**Texte de l'exercice:**
- Le Comité national d'éthique revient sur la décision du gouvernement d'ouvrir la vaccination aux 12-18 ans à compter du 15 juin prochain et regrette que cette décision ait été prise sans attendre ses conclusions.
- Il souligne notamment que le "bénéfice individuel" que les adolescents tireront de la vaccination est faible et craint une "stigmatisation" de ceux ne souhaitant pas se faire vacciner.
- Il estime aussi que cette ouverture vaccinale en pleine décrue de l'épidémie n'est pas nécessairement opportune, et plaide pour "un suivi de pharmacovigilance sur le moyen et long terme chez les adolescents vaccinés".
"Y a-t-il une urgence absolue à commencer la vaccination dès maintenant, alors que plusieurs indicateurs sont au vert et que la rentrée scolaire de septembre pourrait signer le début de la campagne ?"
Dans un communiqué daté du 9 juin, le Comité national d'éthique (CCNE), pour mission de donner des avis sur les problèmes éthiques et les questions de société, a émis des réserves sur l’ouverture prochaine de la vaccination aux adolescents. Alors qu’Emmanuel Macron a annoncé le 2 juin au 20 Heures de TF1 que les 12-18 seraient éligibles dès le 15 juin, l’organe consultatif regrette que "les décisions aient été prises si rapidement", avant même qu’il ne puisse rendre son avis.
Un bénéfice individuel "limité pour la santé physique" chez les ados
Dans son avis rendu hier, le CCNE souligne bien l’importance de la vaccination, indispensable pour endiguer l’épidémie de Covid-19. Il rappelle cependant que "les formes graves de l’infection sont très rares chez les moins de 18 ans", et qu’en conséquence, "le bénéfice individuel tiré de la vaccination" est "limité pour la santé physique".

**Informations fournies:**
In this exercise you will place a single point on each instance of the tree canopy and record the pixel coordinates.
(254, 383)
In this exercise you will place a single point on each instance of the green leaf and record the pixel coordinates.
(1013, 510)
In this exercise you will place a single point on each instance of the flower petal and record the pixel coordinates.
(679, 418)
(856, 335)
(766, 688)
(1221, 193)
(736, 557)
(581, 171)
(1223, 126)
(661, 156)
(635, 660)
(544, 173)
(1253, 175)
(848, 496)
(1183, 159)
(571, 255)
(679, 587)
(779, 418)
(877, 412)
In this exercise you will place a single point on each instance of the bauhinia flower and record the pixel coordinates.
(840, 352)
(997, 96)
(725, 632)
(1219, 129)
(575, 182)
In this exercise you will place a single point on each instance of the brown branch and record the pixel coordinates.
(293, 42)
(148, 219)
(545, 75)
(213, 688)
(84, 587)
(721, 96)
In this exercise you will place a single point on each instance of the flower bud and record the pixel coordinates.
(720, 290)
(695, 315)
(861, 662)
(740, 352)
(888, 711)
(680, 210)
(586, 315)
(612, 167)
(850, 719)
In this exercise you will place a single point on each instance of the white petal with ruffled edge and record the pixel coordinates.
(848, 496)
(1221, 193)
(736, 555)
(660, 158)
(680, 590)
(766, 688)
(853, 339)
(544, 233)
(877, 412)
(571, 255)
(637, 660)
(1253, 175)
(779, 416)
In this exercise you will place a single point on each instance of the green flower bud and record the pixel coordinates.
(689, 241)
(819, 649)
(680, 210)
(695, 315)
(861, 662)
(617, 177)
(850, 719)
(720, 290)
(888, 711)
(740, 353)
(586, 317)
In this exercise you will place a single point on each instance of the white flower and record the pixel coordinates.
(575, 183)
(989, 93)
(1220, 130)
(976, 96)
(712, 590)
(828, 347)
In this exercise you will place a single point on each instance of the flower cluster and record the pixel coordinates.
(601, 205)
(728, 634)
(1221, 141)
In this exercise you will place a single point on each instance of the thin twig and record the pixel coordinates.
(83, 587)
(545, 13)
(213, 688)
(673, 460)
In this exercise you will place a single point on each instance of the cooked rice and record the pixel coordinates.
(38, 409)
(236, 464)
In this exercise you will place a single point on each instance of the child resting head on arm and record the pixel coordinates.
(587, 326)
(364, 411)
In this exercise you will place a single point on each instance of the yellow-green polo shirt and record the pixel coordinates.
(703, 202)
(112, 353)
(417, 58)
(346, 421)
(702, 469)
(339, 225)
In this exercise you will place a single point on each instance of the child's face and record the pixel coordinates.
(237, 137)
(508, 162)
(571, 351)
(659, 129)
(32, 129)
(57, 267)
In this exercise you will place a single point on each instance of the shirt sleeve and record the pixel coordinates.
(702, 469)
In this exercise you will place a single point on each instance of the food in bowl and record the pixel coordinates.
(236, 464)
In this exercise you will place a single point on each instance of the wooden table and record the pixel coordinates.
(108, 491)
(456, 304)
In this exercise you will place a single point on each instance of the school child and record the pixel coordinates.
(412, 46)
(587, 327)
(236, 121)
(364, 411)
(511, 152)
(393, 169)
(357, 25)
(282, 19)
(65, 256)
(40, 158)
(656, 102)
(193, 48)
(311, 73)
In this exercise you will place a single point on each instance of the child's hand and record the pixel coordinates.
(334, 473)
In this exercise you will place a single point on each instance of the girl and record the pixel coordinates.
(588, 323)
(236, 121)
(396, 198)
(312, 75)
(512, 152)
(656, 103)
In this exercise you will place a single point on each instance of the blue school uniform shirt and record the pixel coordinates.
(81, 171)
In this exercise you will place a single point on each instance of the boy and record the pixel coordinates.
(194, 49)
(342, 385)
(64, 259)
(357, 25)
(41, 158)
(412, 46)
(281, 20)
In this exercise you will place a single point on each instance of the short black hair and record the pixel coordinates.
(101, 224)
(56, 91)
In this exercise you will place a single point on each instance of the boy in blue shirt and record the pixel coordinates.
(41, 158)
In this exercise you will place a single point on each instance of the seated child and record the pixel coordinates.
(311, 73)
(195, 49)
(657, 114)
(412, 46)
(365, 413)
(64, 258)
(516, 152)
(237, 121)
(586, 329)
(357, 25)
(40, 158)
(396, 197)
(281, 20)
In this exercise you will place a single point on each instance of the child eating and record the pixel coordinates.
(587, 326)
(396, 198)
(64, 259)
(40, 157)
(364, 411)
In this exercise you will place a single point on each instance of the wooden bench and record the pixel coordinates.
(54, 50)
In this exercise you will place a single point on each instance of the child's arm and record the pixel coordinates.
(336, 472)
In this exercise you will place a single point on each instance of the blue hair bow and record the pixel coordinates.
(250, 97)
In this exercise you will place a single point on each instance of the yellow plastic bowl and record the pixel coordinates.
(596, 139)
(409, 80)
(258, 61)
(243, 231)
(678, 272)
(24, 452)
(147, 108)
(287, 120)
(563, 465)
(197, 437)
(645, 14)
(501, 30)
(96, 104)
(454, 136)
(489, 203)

**Consigne:**
Poursuivez le texte sur l'avis du Comité national d'éthique concernant la vaccination des adolescents, en reprenant juste après sa dernière phrase.

**Zone de réponse:**
Toutefois, rappelle le comité, "les conséquences de la pandémie sur la santé psychologique et mentale des enfants, et surtout des adolescents, sont profondes et probablement durables". Leur ouvrir la vaccination permettra de souligner "qu’ils ont pleinement participé à l’effort collectif destiné à protéger leurs aînés et les plus fragiles d’entre nous", et aidera à atteindre l’immunité collective. Objectif qui "ne pourra être atteint que par la seule vaccination des adultes".
Un risque de stigmatisation des ados non vaccinés
Subsistent néanmoins des questions, que posent explicitement le CCNE. "Est-il éthique de faire porter aux mineurs la responsabilité, en termes de bénéfice collectif, du refus de la vaccination (ou de la difficulté d’y accéder) d'une partie de la population adulte ? N’y a-t-il pas une sorte d’incitation à la vaccination pour retrouver liberté et retour à la vie normale ?", s’interroge-t-il. Car si la vaccination des adolescents se fera "sur la base du volontariat et avec l’accord des parents", le "risque de stigmatisation" des jeunes ne souhaitant pas y avoir recours est grand, estime l’organe consultatif. "Ne risque-t-on pas de briser leur confiance si le retour à la vie normale était compromis par l’arrivée de nouveaux variants ?"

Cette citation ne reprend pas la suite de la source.